[Images for object localization]
#####

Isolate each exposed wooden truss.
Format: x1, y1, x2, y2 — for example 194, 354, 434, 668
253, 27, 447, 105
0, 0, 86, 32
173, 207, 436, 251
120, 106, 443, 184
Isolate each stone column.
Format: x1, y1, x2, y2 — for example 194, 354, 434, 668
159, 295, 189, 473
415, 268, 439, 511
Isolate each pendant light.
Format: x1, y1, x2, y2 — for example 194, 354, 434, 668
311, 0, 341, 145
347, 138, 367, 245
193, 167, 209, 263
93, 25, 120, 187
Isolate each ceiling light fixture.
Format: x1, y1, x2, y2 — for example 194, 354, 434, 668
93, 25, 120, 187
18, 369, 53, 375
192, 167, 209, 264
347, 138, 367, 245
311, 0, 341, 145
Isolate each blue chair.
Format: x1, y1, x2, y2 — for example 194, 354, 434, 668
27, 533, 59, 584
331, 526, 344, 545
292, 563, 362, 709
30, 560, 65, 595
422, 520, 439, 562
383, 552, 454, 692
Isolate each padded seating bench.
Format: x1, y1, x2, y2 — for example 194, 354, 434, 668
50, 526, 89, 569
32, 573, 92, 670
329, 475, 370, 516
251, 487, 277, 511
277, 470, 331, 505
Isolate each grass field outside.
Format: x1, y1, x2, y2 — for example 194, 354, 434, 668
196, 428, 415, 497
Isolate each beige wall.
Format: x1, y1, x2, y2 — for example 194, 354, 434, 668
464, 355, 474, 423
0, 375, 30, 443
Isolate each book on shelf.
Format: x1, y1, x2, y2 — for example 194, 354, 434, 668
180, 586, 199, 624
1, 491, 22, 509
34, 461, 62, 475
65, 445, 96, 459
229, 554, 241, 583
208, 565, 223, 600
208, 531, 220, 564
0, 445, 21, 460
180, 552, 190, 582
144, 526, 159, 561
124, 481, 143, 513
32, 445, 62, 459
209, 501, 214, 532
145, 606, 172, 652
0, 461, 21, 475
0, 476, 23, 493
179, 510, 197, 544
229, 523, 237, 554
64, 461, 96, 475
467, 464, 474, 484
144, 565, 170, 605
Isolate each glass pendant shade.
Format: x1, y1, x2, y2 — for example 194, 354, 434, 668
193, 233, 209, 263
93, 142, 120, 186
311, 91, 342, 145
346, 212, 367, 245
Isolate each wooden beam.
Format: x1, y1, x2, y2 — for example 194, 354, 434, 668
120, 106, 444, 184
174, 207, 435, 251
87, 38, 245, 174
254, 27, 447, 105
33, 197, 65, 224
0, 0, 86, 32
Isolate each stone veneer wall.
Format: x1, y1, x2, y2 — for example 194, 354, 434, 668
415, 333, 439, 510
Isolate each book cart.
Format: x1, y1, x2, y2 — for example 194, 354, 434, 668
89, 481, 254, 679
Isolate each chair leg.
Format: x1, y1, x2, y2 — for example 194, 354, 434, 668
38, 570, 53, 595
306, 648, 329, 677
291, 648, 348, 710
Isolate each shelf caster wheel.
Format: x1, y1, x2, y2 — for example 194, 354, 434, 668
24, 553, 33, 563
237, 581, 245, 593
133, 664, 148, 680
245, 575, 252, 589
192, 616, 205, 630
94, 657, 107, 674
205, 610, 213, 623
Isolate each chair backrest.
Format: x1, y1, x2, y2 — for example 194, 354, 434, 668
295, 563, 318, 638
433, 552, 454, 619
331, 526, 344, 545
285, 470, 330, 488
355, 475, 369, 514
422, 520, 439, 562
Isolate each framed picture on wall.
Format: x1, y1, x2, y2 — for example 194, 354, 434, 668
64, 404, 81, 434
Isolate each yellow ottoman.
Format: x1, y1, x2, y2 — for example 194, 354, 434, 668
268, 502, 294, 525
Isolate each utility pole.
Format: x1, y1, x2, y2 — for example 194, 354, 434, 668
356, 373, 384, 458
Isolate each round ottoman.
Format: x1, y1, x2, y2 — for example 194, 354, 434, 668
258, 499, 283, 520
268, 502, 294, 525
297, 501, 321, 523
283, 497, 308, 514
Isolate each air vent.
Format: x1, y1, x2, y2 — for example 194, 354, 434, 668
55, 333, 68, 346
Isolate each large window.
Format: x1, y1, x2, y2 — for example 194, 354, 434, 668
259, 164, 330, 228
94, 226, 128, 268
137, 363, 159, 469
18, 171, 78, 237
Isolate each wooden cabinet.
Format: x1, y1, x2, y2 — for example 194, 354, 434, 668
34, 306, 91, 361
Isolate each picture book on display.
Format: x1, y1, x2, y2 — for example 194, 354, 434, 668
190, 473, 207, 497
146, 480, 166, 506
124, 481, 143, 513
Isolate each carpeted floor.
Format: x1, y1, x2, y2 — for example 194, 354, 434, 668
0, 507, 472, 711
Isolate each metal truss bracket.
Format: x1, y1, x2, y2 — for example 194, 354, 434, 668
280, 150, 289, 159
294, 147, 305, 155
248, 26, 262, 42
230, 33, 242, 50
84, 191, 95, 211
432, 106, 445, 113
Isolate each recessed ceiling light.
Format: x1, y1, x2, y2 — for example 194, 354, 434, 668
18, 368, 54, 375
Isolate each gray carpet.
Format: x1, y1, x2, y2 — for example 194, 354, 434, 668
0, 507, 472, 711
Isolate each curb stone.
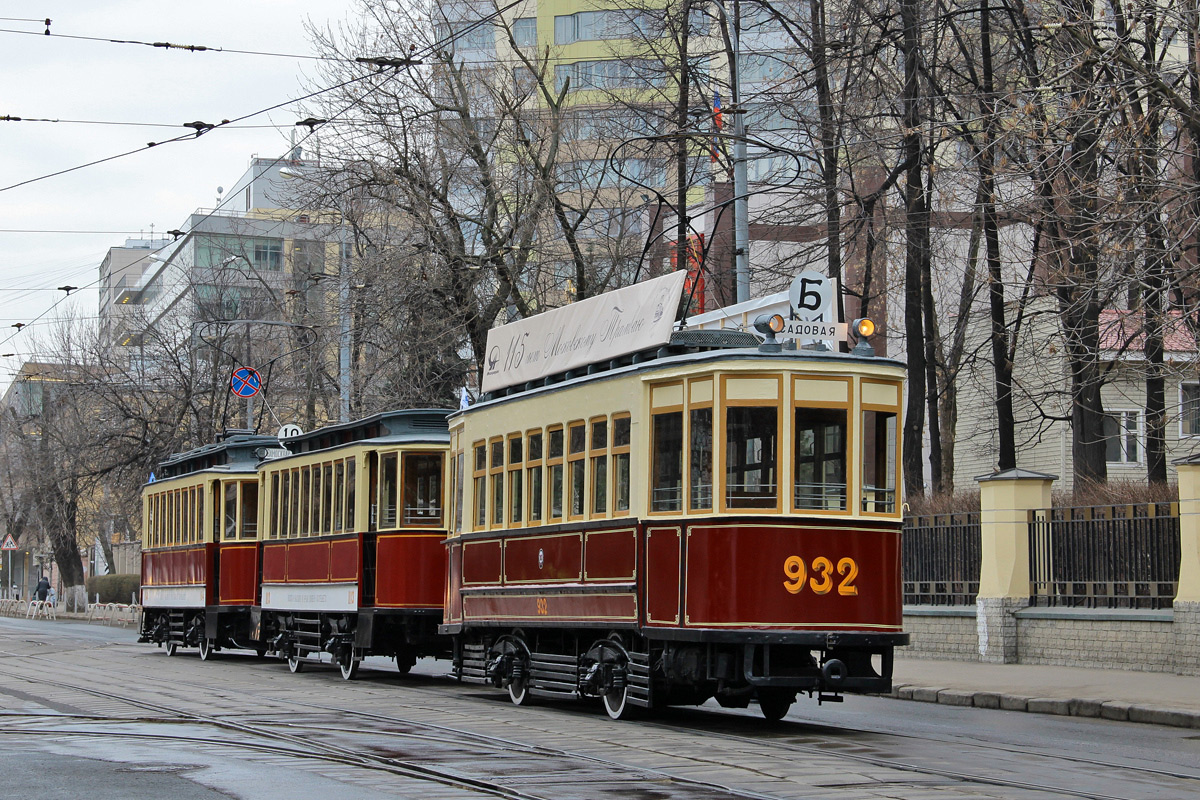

#####

### What the exercise asks
Beginning at the first line of the records, give again each line exactly as written, ending with the line that contains "Isolate each padded seating bench.".

### Answer
Isolate each exposed wooden truss.
Format: x1, y1, x2, y2 — for example 194, 354, 434, 668
253, 27, 447, 105
0, 0, 86, 32
173, 207, 436, 251
120, 106, 443, 184
Isolate each stone column.
Format: x1, y1, x2, y2 — for example 194, 354, 434, 668
159, 295, 189, 473
415, 268, 439, 511
Isolate each pendant light.
Format: x1, y1, x2, y2 — for example 194, 354, 434, 668
311, 0, 341, 145
347, 138, 367, 245
193, 167, 209, 263
93, 25, 120, 187
Isolate each ceiling light fixture.
Format: x1, y1, x2, y2 — for example 194, 354, 434, 668
93, 25, 120, 187
18, 369, 53, 375
192, 167, 209, 264
347, 138, 367, 245
311, 0, 341, 145
Isolate each blue chair.
Format: x1, y1, x2, y2 — for example 194, 354, 434, 668
27, 533, 59, 584
331, 526, 344, 545
292, 563, 362, 709
30, 560, 65, 595
422, 520, 439, 562
383, 552, 454, 692
Isolate each padded seating bench.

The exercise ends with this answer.